[Start of Attachment]
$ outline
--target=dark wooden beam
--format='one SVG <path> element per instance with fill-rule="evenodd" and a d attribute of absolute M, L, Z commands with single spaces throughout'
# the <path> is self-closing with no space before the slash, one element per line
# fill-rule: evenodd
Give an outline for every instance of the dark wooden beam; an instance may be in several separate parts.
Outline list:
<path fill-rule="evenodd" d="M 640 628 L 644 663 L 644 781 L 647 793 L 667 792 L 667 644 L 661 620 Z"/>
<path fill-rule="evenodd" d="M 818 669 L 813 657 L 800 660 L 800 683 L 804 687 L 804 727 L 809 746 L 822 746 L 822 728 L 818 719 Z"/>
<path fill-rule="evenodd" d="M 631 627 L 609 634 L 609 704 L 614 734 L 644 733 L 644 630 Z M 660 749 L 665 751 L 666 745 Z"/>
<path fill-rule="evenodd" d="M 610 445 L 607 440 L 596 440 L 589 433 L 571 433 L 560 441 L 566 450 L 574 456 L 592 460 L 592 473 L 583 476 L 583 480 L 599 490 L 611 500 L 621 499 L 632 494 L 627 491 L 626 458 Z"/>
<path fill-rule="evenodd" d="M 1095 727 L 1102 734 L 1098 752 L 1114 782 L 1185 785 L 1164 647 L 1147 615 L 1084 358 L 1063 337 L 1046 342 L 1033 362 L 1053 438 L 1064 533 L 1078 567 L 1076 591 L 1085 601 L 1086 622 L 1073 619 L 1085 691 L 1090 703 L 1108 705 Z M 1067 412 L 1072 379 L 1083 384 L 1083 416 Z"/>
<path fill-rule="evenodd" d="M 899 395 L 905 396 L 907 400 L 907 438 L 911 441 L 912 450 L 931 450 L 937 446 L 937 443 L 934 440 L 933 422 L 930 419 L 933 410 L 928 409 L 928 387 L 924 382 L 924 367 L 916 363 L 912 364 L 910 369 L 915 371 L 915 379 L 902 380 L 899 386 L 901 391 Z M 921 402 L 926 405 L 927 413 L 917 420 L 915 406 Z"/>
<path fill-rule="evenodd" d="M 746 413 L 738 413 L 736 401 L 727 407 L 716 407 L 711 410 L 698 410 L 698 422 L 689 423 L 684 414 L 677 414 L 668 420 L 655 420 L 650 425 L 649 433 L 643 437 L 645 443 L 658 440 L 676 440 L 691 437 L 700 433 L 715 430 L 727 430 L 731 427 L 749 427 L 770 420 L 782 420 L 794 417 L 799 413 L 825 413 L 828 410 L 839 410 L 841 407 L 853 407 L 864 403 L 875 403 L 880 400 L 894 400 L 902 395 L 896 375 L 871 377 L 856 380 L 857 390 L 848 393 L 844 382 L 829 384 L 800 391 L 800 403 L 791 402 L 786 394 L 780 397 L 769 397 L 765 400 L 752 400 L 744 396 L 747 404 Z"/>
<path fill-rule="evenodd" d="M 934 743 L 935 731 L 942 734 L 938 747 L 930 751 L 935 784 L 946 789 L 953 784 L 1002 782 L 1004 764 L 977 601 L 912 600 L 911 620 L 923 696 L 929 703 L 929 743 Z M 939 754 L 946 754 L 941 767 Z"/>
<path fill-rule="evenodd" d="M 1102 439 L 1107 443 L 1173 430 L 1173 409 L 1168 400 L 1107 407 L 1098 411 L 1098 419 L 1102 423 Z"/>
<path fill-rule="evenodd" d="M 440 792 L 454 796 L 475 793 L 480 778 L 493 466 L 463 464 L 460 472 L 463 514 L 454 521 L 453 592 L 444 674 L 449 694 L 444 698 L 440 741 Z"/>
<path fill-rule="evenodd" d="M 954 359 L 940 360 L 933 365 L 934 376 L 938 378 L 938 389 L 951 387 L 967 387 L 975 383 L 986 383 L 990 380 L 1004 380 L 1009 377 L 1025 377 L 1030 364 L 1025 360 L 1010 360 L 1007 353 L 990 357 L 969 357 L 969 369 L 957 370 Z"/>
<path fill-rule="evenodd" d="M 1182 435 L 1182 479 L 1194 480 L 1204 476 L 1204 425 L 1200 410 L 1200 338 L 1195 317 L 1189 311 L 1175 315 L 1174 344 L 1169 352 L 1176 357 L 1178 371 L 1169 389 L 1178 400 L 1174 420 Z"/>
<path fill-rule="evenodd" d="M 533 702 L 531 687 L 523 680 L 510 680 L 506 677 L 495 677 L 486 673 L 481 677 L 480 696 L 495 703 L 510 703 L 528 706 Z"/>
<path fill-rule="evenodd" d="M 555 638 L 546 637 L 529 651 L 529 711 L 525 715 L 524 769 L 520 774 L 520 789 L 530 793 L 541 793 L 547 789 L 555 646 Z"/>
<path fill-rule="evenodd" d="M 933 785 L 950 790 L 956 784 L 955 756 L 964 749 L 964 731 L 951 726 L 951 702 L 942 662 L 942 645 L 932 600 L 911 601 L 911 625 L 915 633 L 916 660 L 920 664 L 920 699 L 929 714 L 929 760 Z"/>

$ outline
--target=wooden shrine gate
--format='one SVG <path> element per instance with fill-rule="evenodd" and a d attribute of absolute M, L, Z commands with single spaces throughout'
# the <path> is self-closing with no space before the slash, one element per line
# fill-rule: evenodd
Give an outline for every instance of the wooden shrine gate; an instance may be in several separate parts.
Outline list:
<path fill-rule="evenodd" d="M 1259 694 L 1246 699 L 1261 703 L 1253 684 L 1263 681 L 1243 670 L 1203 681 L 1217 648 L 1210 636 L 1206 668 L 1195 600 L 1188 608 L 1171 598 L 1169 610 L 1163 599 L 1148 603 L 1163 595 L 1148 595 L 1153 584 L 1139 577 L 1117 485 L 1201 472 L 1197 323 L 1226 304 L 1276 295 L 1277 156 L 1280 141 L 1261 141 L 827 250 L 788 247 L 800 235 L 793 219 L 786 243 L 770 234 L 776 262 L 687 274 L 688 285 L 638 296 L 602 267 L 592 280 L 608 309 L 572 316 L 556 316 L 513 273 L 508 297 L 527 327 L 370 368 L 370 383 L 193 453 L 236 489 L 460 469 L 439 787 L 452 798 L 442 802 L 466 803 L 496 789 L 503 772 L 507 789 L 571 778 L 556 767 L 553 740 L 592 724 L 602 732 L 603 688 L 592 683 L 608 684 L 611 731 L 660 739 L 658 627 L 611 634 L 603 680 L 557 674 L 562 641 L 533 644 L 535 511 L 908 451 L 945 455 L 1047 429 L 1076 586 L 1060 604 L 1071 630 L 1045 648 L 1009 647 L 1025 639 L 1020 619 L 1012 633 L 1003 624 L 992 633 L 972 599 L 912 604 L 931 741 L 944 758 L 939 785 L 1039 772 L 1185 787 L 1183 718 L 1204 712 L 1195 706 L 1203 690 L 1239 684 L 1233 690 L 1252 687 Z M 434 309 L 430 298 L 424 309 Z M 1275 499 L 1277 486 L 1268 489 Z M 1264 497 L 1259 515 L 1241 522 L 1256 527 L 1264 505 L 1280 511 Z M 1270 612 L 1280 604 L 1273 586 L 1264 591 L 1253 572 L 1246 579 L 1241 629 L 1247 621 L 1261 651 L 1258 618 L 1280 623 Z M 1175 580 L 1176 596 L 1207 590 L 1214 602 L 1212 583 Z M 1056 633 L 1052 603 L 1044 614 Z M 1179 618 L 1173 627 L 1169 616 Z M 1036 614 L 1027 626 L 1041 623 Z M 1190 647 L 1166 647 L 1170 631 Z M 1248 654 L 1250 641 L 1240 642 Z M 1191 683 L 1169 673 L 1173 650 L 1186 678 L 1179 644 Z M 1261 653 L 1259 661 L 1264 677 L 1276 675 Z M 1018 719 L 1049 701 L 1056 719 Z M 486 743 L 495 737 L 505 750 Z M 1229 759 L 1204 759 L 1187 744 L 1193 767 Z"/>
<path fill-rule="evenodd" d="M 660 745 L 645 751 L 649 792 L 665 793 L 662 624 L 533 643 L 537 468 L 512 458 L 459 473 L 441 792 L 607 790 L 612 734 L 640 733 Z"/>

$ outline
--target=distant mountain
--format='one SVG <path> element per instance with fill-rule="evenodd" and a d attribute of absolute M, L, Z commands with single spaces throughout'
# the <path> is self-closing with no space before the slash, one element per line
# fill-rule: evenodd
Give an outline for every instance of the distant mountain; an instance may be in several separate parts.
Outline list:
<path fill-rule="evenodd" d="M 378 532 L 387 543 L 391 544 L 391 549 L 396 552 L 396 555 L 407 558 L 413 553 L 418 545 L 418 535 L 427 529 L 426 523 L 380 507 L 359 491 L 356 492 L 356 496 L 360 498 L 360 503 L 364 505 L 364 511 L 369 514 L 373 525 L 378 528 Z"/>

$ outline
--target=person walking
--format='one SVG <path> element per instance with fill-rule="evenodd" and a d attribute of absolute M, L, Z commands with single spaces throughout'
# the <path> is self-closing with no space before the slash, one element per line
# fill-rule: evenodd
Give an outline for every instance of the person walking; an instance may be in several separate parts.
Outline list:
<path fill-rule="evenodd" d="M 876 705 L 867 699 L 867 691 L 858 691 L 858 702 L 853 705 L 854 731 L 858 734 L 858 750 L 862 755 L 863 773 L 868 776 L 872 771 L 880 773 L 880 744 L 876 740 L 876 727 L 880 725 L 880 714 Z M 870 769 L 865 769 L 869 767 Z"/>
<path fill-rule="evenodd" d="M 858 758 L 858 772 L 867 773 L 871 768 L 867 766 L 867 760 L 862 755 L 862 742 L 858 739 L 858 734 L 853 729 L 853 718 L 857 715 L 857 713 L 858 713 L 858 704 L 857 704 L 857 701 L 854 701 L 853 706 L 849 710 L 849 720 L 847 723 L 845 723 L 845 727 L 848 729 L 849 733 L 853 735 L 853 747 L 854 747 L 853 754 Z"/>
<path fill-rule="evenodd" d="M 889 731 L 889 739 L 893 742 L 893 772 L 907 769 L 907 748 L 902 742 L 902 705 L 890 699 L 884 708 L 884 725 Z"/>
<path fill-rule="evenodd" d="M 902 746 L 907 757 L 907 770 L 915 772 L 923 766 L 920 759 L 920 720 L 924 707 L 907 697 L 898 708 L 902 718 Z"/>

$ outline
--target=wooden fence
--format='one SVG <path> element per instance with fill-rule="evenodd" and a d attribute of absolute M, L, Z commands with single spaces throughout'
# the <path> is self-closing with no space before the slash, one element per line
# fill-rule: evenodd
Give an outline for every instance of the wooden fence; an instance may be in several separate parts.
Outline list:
[End of Attachment]
▸ PROBLEM REQUIREMENTS
Once the line containing "Give an outline for every instance of the dark" has been written out, please stop; every line before it, back to the first line of the records above, should be given exactly.

▸ RESULT OF THE TASK
$ outline
--target=dark wooden beam
--format='one SVG <path> element per instance with fill-rule="evenodd" and a d attribute of absolute M, L, Z commands with single spaces throughout'
# the <path> is self-closing with no space before the slash, one element per line
# fill-rule: evenodd
Give an outline for every instance of the dark wooden beam; an instance may be in several separate parts.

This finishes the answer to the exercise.